Tell me how many lines in the data below hold the string "rough", and say nothing else.

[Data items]
********
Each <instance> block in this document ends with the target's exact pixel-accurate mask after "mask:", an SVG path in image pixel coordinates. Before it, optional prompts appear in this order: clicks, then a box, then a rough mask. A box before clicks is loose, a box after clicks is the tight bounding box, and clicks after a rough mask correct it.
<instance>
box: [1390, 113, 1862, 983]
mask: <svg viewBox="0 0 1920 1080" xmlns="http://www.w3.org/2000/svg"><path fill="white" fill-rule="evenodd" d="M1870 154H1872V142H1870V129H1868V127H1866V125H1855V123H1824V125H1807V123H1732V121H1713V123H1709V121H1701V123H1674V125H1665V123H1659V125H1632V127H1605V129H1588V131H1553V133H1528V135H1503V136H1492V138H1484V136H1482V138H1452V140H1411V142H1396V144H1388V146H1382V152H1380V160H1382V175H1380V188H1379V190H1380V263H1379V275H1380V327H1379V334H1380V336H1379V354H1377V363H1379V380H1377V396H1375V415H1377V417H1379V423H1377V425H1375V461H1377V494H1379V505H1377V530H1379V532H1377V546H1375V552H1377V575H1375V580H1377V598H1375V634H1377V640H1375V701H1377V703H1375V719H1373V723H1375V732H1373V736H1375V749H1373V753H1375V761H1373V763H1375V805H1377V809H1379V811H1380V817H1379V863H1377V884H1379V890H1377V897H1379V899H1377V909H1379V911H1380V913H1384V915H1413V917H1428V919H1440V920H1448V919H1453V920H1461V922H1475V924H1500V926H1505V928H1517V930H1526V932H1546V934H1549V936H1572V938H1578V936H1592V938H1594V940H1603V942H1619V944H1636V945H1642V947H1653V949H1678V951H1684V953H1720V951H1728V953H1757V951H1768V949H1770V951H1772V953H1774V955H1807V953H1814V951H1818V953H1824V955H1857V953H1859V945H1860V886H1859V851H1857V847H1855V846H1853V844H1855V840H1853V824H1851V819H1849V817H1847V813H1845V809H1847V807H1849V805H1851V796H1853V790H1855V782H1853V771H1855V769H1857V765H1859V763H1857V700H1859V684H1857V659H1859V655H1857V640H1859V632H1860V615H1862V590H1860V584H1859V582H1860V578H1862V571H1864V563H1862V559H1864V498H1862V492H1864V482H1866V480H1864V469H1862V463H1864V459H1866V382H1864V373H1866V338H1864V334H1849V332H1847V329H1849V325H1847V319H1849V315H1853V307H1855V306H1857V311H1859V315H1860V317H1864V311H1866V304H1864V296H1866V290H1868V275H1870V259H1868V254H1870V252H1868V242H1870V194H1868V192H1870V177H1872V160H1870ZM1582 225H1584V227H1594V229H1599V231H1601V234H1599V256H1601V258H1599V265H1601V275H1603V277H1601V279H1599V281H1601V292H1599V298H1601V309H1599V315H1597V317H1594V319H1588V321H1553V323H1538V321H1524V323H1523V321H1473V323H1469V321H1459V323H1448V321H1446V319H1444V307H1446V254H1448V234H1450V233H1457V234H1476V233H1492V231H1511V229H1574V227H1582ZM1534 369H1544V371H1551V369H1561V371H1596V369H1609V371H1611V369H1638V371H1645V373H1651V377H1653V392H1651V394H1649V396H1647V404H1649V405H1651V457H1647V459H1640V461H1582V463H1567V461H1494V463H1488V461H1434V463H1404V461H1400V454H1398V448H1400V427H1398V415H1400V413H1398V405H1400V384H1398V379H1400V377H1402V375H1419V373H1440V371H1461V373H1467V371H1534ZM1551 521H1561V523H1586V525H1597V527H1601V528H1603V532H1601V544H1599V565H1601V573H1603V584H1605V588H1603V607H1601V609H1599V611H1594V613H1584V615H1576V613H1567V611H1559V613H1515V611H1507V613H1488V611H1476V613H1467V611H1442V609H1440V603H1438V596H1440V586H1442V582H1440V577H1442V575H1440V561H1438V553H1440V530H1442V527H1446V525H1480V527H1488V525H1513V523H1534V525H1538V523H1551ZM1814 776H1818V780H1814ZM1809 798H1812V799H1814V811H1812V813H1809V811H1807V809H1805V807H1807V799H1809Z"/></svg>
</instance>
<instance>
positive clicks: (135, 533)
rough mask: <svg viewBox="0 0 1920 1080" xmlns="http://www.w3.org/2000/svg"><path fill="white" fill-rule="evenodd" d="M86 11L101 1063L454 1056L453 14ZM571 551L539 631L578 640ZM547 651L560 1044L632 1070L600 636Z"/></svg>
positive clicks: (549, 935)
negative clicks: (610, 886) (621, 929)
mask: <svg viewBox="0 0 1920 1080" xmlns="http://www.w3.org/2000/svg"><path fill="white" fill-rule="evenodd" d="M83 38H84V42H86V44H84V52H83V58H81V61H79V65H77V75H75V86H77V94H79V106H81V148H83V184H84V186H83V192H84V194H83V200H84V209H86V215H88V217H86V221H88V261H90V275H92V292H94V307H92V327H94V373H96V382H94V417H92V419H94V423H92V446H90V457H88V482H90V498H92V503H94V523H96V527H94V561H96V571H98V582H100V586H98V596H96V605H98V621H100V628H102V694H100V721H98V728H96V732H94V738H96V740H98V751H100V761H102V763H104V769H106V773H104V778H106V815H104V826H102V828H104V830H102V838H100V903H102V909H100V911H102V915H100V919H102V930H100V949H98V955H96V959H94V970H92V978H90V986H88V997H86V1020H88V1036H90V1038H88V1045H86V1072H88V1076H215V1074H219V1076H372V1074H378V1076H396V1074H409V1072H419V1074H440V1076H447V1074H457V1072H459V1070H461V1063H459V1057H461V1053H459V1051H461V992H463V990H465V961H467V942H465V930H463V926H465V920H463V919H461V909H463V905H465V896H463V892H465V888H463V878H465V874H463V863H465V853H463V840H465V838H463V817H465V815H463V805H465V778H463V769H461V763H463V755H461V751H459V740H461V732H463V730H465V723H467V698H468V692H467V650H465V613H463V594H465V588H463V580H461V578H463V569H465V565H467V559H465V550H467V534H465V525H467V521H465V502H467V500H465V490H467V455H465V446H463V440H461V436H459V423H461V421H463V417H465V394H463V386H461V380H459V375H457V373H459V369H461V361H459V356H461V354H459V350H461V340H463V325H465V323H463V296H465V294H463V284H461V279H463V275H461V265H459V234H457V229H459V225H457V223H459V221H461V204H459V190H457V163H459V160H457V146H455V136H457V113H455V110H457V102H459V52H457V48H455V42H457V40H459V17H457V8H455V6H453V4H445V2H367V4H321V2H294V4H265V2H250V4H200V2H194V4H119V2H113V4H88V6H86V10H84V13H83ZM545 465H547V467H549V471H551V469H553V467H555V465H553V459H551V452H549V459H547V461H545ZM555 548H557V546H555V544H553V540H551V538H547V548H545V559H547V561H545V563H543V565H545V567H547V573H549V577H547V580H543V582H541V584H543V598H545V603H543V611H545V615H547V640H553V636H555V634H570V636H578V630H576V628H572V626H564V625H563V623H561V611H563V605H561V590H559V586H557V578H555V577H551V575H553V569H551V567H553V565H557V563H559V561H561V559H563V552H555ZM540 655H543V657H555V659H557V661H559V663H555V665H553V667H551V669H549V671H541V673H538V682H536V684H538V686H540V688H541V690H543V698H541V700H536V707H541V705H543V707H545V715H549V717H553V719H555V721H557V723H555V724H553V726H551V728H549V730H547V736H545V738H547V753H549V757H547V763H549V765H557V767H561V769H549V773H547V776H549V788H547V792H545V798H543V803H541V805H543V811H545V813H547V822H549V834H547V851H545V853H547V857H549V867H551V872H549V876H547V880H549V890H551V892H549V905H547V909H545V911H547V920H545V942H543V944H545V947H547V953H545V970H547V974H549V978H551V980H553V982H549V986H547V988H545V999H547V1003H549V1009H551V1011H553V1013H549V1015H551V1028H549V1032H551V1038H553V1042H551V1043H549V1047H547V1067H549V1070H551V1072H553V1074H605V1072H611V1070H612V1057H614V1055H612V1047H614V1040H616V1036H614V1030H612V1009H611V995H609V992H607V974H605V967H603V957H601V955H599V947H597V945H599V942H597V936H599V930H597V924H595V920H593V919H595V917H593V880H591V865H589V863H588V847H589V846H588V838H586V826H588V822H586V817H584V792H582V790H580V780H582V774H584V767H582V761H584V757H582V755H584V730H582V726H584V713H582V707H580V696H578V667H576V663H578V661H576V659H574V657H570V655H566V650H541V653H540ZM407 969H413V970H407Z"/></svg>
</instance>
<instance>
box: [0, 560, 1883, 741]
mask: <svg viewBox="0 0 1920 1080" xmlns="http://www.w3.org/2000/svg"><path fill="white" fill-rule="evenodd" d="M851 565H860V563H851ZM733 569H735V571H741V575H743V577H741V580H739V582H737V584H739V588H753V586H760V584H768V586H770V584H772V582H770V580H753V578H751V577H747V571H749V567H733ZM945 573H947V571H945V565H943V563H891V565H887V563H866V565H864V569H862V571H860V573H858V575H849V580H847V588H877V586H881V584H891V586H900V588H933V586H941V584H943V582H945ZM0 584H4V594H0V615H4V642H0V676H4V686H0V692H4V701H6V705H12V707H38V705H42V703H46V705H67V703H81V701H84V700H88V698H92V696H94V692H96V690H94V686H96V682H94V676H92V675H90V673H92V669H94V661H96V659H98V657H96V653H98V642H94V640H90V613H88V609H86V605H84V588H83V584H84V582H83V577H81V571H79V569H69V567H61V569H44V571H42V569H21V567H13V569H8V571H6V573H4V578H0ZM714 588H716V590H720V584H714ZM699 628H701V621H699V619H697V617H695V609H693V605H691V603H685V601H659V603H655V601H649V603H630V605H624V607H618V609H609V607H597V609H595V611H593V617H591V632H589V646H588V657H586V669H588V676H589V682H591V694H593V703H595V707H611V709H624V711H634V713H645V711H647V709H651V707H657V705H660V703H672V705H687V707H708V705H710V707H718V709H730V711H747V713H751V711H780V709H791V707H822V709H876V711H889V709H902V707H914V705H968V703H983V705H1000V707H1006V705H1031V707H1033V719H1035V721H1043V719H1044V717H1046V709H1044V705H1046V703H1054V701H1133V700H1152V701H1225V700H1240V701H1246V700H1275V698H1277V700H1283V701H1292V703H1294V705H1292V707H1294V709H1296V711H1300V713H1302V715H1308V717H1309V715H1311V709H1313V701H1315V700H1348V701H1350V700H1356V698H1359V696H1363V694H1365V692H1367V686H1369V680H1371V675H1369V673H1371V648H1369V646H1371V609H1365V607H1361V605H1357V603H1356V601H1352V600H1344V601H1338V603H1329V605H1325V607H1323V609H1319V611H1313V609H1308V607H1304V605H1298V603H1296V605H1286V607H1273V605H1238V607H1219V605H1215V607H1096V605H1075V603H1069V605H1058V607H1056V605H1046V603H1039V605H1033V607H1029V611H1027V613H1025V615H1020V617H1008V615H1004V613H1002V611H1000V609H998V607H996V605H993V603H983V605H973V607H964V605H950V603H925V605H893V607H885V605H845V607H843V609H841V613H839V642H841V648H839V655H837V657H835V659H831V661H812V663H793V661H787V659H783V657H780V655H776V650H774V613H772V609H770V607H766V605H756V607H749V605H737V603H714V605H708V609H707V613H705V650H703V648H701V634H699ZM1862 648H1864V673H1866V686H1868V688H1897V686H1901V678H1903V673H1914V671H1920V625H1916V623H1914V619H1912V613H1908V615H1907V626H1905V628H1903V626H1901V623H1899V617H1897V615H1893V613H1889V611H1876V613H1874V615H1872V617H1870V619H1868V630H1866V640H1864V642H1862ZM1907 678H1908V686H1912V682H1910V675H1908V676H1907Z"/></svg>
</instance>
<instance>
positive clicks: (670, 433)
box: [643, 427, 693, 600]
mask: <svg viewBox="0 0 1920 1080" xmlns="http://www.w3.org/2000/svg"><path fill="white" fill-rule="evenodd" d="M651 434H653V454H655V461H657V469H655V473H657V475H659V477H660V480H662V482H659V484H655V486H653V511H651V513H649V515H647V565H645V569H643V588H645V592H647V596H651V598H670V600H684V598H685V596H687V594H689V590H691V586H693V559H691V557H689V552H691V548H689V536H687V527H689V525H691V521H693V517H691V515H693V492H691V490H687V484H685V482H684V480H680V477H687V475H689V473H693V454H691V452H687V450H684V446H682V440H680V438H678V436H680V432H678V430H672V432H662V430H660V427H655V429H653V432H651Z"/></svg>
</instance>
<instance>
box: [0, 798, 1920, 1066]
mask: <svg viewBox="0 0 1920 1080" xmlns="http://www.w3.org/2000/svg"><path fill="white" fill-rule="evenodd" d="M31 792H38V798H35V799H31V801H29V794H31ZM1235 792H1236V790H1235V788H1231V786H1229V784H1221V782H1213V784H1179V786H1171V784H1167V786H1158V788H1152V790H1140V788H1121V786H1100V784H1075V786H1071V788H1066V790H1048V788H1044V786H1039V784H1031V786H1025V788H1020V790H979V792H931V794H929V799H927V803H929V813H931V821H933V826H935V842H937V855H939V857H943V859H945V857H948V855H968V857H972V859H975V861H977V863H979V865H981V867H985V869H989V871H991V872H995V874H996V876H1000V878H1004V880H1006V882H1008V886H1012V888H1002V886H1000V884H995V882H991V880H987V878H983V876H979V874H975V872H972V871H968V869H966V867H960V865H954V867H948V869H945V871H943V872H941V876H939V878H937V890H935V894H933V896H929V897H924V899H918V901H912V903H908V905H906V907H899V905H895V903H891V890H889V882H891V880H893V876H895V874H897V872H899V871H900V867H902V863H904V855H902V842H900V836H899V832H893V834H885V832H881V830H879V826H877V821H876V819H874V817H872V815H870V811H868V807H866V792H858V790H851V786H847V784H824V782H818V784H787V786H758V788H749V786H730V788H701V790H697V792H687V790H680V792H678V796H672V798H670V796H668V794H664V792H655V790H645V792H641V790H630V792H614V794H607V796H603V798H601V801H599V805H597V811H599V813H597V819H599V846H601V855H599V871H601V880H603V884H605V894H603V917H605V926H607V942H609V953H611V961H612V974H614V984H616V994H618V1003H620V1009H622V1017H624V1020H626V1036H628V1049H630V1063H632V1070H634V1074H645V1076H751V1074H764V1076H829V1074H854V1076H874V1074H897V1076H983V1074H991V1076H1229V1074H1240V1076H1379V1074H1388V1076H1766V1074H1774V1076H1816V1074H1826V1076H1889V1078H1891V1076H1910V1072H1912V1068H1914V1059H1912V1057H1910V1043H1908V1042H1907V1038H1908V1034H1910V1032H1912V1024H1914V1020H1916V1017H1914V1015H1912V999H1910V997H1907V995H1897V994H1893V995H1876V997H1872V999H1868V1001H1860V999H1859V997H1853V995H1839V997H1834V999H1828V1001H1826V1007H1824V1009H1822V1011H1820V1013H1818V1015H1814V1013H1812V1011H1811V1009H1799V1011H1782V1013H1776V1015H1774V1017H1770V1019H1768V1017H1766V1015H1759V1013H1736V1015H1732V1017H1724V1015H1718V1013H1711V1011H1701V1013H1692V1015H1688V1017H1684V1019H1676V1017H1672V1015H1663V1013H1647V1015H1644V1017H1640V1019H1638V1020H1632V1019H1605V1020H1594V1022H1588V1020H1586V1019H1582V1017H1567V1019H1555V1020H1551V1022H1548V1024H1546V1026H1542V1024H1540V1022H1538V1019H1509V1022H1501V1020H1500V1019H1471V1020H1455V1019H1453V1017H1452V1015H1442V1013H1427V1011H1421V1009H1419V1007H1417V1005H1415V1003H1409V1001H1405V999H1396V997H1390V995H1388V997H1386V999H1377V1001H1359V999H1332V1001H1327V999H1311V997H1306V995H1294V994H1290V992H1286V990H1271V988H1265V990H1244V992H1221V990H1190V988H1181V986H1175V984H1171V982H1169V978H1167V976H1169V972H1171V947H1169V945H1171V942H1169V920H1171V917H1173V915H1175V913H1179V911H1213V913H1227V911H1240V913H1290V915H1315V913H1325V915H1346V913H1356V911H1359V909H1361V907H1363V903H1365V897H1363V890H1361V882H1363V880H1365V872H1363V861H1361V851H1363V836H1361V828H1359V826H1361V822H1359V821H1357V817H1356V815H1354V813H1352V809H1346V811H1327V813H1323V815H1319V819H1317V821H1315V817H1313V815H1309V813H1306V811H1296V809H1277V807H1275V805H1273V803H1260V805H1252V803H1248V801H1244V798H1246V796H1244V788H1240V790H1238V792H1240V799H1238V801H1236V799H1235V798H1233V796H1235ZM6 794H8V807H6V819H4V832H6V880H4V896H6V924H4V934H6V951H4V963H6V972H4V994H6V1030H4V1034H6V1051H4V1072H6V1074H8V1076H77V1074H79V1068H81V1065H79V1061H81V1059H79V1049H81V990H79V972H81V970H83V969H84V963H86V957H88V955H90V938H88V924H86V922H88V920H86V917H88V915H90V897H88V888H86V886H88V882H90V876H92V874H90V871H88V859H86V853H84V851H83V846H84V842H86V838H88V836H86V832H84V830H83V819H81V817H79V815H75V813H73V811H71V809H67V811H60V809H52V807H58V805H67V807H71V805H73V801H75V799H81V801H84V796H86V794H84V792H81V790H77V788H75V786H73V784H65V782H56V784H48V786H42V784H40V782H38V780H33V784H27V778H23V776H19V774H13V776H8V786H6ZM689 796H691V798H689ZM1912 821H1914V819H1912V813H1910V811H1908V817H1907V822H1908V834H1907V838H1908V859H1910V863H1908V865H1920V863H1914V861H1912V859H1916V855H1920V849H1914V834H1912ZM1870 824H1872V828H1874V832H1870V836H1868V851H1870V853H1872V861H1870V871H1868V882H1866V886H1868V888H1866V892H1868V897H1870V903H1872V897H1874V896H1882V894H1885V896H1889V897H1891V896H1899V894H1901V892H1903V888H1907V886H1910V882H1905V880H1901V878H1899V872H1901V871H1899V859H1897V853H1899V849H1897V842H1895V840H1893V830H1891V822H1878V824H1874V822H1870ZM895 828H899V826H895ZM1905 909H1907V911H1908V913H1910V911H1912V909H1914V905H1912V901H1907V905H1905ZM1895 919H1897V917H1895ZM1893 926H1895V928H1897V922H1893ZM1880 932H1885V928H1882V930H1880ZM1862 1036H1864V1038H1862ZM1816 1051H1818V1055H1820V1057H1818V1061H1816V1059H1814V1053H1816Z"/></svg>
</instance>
********
> **Response below**
2